LA TRISTEZA INTERIOR ES UN GUSANO QUE NOS COME POR DENTRO: HOMILÍA DEL PAPA EN LA MISA DE LA FIESTA DE LA PRESENTACIÓN DEL SEÑOR (02/02/2021)

La paciencia. Es esta la palabra en torno a la que el Papa Francisco ha guiado su homilía de este 2 de febrero, durante la Santa Misa en la Fiesta de la Presentación del Señor y día en el que se celebra la XXV Jornada Mundial de la Vida Consagrada. El Papa ha puesto de ejemplo la paciencia de Simeón para demostrar a los miembros de los Institutos de Vida Consagrada y de la Sociedad de Vida Apostólica que hay tres “lugares” en los que la paciencia toma forma concreta. Reproducimos a continuación, el texto completo de su homilía, traducido del italiano:

Simeón – escribe San Lucas – «esperaba el consuelo de Israel» (Lc 2, 25). Subiendo al templo, mientras María y José llevan a Jesús, toma entre sus brazos al Mesías. Reconociendo en el Niño la luz venida a iluminar a los pueblos está un hombre ya viejo, que ha esperado con paciencia el cumplimiento de las promesas del Seño. Ha esperado con paciencia.

★ ★ ★ ★ ★ ★ ★

### OBJETIVO A
Según la homilía, ¿qué jornada se celebraba el día de esa misa?
La homilía y los registros constituyen materiales independientes entre sí.

★ ★ ★ ★ ★ ★ ★

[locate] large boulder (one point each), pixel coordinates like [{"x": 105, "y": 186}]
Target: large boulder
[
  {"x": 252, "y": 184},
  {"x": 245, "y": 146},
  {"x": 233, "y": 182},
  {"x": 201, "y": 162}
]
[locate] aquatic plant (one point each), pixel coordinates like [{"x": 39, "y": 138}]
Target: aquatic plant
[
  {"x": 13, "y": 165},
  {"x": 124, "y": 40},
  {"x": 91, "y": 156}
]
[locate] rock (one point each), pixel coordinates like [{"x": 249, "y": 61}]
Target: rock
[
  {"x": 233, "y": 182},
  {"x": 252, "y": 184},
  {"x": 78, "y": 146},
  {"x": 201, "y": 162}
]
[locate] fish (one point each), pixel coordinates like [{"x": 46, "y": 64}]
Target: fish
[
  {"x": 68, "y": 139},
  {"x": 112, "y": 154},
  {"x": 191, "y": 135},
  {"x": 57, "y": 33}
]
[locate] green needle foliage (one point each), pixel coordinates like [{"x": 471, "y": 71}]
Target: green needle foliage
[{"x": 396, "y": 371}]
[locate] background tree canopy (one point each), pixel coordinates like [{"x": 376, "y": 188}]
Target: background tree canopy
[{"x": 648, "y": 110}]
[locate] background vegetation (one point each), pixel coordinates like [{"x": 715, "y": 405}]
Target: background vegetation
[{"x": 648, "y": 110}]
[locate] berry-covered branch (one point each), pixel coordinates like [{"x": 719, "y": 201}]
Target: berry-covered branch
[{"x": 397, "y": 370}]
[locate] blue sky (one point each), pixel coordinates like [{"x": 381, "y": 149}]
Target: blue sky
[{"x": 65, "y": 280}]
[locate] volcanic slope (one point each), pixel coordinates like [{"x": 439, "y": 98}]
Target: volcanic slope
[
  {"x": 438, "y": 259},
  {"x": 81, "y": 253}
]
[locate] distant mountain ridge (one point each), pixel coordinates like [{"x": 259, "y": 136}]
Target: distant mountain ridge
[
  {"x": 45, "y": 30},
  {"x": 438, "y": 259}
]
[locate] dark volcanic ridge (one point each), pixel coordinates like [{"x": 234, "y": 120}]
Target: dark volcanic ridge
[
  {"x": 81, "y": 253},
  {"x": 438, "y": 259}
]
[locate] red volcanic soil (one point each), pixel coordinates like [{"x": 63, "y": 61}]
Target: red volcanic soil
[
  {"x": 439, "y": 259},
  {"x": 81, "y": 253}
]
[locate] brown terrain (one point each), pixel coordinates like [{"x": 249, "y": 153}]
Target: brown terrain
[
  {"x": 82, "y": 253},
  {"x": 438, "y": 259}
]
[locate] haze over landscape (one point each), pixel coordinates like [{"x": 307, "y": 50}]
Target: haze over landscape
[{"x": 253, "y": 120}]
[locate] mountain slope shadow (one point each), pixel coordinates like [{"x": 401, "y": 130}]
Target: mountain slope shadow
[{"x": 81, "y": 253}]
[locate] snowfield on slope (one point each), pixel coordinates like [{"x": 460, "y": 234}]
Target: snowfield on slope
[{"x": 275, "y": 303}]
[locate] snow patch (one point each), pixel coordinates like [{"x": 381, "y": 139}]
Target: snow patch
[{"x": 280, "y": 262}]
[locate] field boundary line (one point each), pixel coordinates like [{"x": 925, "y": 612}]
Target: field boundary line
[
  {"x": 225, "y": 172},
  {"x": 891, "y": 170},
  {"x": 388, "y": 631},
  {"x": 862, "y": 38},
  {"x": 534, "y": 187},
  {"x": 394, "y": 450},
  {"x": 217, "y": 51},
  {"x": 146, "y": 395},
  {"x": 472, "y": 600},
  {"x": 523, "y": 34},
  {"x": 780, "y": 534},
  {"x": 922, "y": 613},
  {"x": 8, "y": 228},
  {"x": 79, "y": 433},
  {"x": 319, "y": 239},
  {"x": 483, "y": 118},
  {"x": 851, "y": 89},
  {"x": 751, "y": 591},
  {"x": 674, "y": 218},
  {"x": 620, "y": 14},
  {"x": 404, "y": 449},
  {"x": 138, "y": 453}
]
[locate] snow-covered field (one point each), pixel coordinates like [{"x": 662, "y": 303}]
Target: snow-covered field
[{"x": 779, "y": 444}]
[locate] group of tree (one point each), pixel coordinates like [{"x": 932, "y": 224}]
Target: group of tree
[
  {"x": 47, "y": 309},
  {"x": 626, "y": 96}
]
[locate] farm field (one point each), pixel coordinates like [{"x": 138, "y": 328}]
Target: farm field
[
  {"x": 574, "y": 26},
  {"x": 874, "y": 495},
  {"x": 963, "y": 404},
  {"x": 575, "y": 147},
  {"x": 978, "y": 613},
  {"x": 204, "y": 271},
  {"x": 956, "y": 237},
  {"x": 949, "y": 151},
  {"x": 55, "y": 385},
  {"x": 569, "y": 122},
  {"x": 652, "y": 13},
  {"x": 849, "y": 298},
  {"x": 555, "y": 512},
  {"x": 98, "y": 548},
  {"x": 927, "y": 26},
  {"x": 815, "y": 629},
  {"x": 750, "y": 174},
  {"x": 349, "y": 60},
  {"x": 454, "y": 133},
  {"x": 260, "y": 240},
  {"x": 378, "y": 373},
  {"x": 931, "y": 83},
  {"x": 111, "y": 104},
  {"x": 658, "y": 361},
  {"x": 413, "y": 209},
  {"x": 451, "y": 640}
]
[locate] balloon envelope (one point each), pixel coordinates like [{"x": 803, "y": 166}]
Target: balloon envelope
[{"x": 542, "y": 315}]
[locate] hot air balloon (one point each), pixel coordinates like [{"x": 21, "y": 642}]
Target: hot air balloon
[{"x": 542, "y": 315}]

★ ★ ★ ★ ★ ★ ★

### OBJETIVO B
Extraiga de los registros, sin modificación alguna, las líneas que comienzan en la que contiene "[locate] snowfield on" y llegan hasta el final de los registros, ambos extremos incluidos.

### RESPUESTA ESPERADA A
La XXV Jornada Mundial de la Vida Consagrada.

### RESPUESTA ESPERADA B
[locate] snowfield on slope (one point each), pixel coordinates like [{"x": 460, "y": 234}]
Target: snowfield on slope
[{"x": 275, "y": 303}]
[locate] snow patch (one point each), pixel coordinates like [{"x": 381, "y": 139}]
Target: snow patch
[{"x": 280, "y": 262}]
[locate] field boundary line (one point each), pixel coordinates like [{"x": 925, "y": 612}]
Target: field boundary line
[
  {"x": 225, "y": 172},
  {"x": 891, "y": 170},
  {"x": 388, "y": 631},
  {"x": 862, "y": 38},
  {"x": 534, "y": 187},
  {"x": 394, "y": 450},
  {"x": 217, "y": 51},
  {"x": 146, "y": 395},
  {"x": 472, "y": 600},
  {"x": 523, "y": 34},
  {"x": 780, "y": 534},
  {"x": 922, "y": 613},
  {"x": 8, "y": 228},
  {"x": 79, "y": 433},
  {"x": 319, "y": 239},
  {"x": 483, "y": 118},
  {"x": 851, "y": 89},
  {"x": 751, "y": 591},
  {"x": 674, "y": 218},
  {"x": 620, "y": 14},
  {"x": 404, "y": 449},
  {"x": 138, "y": 453}
]
[locate] snow-covered field (one point each), pixel coordinates like [{"x": 662, "y": 303}]
Target: snow-covered field
[{"x": 779, "y": 444}]
[locate] group of tree (one point each), pixel coordinates like [{"x": 932, "y": 224}]
Target: group of tree
[
  {"x": 47, "y": 309},
  {"x": 626, "y": 96}
]
[locate] farm field (one point each), pixel coordinates like [{"x": 138, "y": 328}]
Target: farm field
[
  {"x": 574, "y": 26},
  {"x": 874, "y": 495},
  {"x": 963, "y": 404},
  {"x": 575, "y": 147},
  {"x": 978, "y": 613},
  {"x": 204, "y": 271},
  {"x": 956, "y": 237},
  {"x": 949, "y": 151},
  {"x": 55, "y": 385},
  {"x": 569, "y": 122},
  {"x": 652, "y": 13},
  {"x": 849, "y": 298},
  {"x": 555, "y": 512},
  {"x": 98, "y": 548},
  {"x": 927, "y": 26},
  {"x": 815, "y": 629},
  {"x": 750, "y": 174},
  {"x": 349, "y": 60},
  {"x": 454, "y": 133},
  {"x": 260, "y": 240},
  {"x": 378, "y": 373},
  {"x": 931, "y": 83},
  {"x": 111, "y": 104},
  {"x": 658, "y": 361},
  {"x": 413, "y": 209},
  {"x": 451, "y": 640}
]
[locate] balloon envelope (one point each), pixel coordinates like [{"x": 803, "y": 166}]
Target: balloon envelope
[{"x": 542, "y": 315}]
[locate] hot air balloon (one point each), pixel coordinates like [{"x": 21, "y": 642}]
Target: hot air balloon
[{"x": 542, "y": 315}]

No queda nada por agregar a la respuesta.